Source text:
January 13, 2008

Kathryn came to the farm today, and as usual a lot got done in a short amount of time. We had purchased new planting trays, really heavy plastic ones with over 150 cells per tray. About half of them are filled with seed from last year’s tomatoes, peppers, etc. Now we need to order a whole lot more seeds.

Also the stock (this is a heavily scented cool weather flower) was all transplanted into the garden, taking up 6 rows in two beds. I’ve never grown stock before and don’t entirely know what I’m doing. But, nothing new there…. We pulled another mutant turnip today. This one is so hideously malformed I can’t even sell it to our customers with a sense of humor about these things. I’ve really got to find out what is causing many of our root crops to be any morphology except round. Clearly, I’m not in touch with my Inner Turnip. (Addendum 1/14/08: the culprit is, nitrogen. It turns out you can’t plant root crops into soil that has had fertilizer applied unless quite some time has gone by…the ground in question was summer’s organically fertilized zucchini patch…..oops!)

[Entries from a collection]
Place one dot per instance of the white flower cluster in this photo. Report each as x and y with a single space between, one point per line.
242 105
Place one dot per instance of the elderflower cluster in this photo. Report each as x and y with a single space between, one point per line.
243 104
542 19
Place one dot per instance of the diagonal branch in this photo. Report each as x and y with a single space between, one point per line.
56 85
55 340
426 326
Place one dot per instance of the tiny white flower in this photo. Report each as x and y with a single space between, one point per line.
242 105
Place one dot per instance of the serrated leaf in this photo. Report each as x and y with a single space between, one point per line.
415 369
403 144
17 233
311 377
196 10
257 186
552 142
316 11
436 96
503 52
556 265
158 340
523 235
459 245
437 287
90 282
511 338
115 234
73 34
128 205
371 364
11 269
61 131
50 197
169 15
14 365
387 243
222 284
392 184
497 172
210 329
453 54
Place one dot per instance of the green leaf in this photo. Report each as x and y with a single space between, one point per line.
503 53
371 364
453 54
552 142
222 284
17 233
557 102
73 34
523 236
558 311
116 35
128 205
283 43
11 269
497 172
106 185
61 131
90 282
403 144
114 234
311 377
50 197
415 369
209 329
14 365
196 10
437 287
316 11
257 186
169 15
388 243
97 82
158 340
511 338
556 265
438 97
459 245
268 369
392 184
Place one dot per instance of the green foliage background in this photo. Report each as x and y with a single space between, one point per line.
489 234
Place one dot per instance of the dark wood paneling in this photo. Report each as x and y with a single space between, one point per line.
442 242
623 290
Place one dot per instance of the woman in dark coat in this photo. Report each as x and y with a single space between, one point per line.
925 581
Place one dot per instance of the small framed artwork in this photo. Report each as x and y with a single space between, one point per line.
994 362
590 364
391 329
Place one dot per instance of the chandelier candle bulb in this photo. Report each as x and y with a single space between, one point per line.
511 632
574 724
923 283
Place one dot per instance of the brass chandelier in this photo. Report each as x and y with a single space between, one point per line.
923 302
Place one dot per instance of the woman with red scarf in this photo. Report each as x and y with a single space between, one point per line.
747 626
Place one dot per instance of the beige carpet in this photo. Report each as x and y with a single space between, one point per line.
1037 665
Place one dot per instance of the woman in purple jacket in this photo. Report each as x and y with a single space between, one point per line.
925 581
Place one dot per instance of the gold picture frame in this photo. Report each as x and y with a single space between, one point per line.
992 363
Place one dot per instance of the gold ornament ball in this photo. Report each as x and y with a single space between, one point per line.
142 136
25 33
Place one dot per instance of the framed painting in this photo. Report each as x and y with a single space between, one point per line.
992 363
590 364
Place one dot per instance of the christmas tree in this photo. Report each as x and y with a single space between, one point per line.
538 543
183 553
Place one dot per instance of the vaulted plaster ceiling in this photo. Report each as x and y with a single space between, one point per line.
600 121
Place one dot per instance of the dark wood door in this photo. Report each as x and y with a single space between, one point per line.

Directions:
1. Copy the part of the farm journal entry from "January 13, 2008" up to and including "lot more seeds.".
2. Write the next part of the farm journal entry, starting after its last sentence.

Responses:
1.
January 13, 2008

Kathryn came to the farm today, and as usual a lot got done in a short amount of time. We had purchased new planting trays, really heavy plastic ones with over 150 cells per tray. About half of them are filled with seed from last year’s tomatoes, peppers, etc. Now we need to order a whole lot more seeds.

2.
Yesterday we assessed and sort of began repairing storm damage. The battered tent was extracted from the grape arbor. The arbor is easily repaired, the tent….is not. I think it just became "spare parts" for the original tent. The fallen almond tree was cut up, and the fence fixed. Sort of. The lighthouse was mucked out, since storm water always ruins the dryness of the straw inside. This time, though, we got cast-off expanded metal from our farming partner and laid it down on the lighthouse floor. I am hoping that this will keep a great deal of the straw high and dry. If I ever get time, I’ll apply the long-overdue roof patch to the outside of the structure where it rests on the concrete slab, and hopefully eliminate the water coming in altogether (but in 5 years I haven’t managed to stop the leaking, so best not to become too hopeful there). I’m hanging it up early tonight, tomorrow we go to our first rehearsal with the Berkeley Community Chorus in pursuit of another musical pipe dream–the chance to perform Mozart’s Requiem. It’s going to be three free concerts in April/May, http://www.bcco.org/ for more information.

The seed order is ready to be placed. As I run over the lists of what we need, it occurs to me, fruit grows on trees and vines that live from year to year, except for melons. Watermelons and cantaloupes. They always lurk, easy to forget in the lists of squash and tomatoes. Can’t someone come up with a melon tree?